> [Alıştırma Koşulları]
1. Özelleştirme yazısına göre özelleştirme politikaları hangi yıllarda ön plana çıkmıştır?
2. Özelleştirme yazısını iki cümleyle özetleyin.
3. Özelleştirme yazısında "Erkan Aktaş yazdı" kısmından "verimliliği arttırmak gelmektedir." kısmına kadar olan bölümü hiç değiştirmeden aktarın.

> [Alıntı Metin]
<<<<

Erkan Aktaş yazdı | Şeker Fabrikaları ve Özelleştirme
Özelleştirme Nedenleri ve Olası Sonuçları
Merkez ülkelerin Neo-Klasik iktisat politikalarla birlikte özelleştirme politikaları 1980’li yıllarda ön plana çıkmıştır. Özelleştirmeleri savunanların gerekçelerinin başında, mülkiyeti tabana yayarak ve devleti küçültmek ve verimliliği arttırmak gelmektedir.
Tarımdaki bir çok Kamu İktisadi Teşebbüsün (KİT) kuruluş amacı, üreticilere ucuz girdi sağlamak, ürünlerinin pazar sorunlarını çözmek, tüketicileri korumak ve istihdam sağlamak gelmektedir. Anayasamızda öncellikle belirtilen ve batıdan alınan sosyal devlet anlayışı, özellikle tarımı teşvik etmek, küçük çiftçileri korumak, insanlara ucuz mal ve hizmet sunmak, kârlı olmadığı için özel sermayenin itibar etmediği, kurulmaları uzun zaman ve büyük yatırımlar gerektiren alanlardaki boşluğu doldurmak, bazı sektörleri diğerleri aleyhine teşvik etmeyi hedeflemektir.

>>>>

> [Veri Bölümü]
<<<<

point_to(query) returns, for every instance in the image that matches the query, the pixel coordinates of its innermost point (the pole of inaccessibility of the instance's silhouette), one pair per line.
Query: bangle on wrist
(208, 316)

>>>>

> [Görev Sonuçları]
1. 1980'li yıllarda.

2. Merkez ülkelerde özelleştirme politikaları, Neo-Klasik iktisat politikalarıyla birlikte 1980'li yıllarda öne çıkmıştır ve savunucuları bunu mülkiyeti tabana yaymak, devleti küçültmek ve verimliliği artırmak gerekçesine dayandırır. Tarımdaki birçok Kamu İktisadi Teşebbüsü ise üreticilere ucuz girdi sağlamak, ürünlerin pazar sorunlarını çözmek, tüketicileri korumak ve istihdam sağlamak amacıyla kurulmuştur.

3.
Erkan Aktaş yazdı | Şeker Fabrikaları ve Özelleştirme
Özelleştirme Nedenleri ve Olası Sonuçları
Merkez ülkelerin Neo-Klasik iktisat politikalarla birlikte özelleştirme politikaları 1980’li yıllarda ön plana çıkmıştır. Özelleştirmeleri savunanların gerekçelerinin başında, mülkiyeti tabana yayarak ve devleti küçültmek ve verimliliği arttırmak gelmektedir.